Dataset entries ->
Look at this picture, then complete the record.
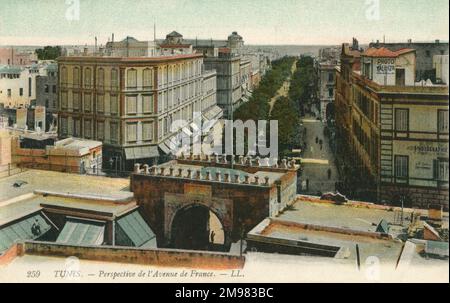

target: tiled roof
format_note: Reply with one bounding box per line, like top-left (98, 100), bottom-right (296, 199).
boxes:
top-left (160, 44), bottom-right (191, 48)
top-left (167, 31), bottom-right (183, 37)
top-left (362, 47), bottom-right (415, 58)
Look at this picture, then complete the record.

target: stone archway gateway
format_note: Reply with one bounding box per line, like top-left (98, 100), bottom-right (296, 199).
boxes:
top-left (170, 203), bottom-right (225, 250)
top-left (164, 193), bottom-right (233, 250)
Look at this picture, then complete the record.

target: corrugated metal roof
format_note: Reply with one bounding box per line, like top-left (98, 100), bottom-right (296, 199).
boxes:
top-left (56, 219), bottom-right (105, 245)
top-left (376, 219), bottom-right (389, 234)
top-left (116, 210), bottom-right (156, 248)
top-left (0, 212), bottom-right (51, 252)
top-left (425, 241), bottom-right (448, 257)
top-left (125, 146), bottom-right (159, 160)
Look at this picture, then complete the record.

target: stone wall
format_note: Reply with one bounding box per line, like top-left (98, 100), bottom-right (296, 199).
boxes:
top-left (381, 185), bottom-right (449, 211)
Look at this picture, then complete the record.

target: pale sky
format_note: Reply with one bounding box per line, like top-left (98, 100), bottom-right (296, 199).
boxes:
top-left (0, 0), bottom-right (449, 45)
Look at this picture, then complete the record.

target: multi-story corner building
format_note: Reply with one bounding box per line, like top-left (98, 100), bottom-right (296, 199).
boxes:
top-left (104, 34), bottom-right (157, 57)
top-left (36, 63), bottom-right (58, 131)
top-left (317, 61), bottom-right (337, 121)
top-left (58, 54), bottom-right (221, 170)
top-left (315, 46), bottom-right (342, 121)
top-left (0, 47), bottom-right (38, 66)
top-left (336, 45), bottom-right (449, 209)
top-left (369, 39), bottom-right (448, 83)
top-left (0, 66), bottom-right (39, 108)
top-left (240, 58), bottom-right (253, 102)
top-left (205, 48), bottom-right (243, 119)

Directions ->
Rescale the items from the first line through the line containing "top-left (362, 47), bottom-right (415, 58)", repeating every line including the requests, with each bounding-box coordinate in the answers multiplied by 0.4 and rounded to a whole number, halves up. Keep the request lines and their format samples unchanged, and leave the pictures out of the answer.

Exercise output ->
Look at this picture, then complete the record.

target: tiled roof
format_note: Reply with one bounding box per line, like top-left (98, 100), bottom-right (296, 199).
boxes:
top-left (64, 18), bottom-right (76, 19)
top-left (67, 12), bottom-right (73, 15)
top-left (145, 19), bottom-right (166, 23)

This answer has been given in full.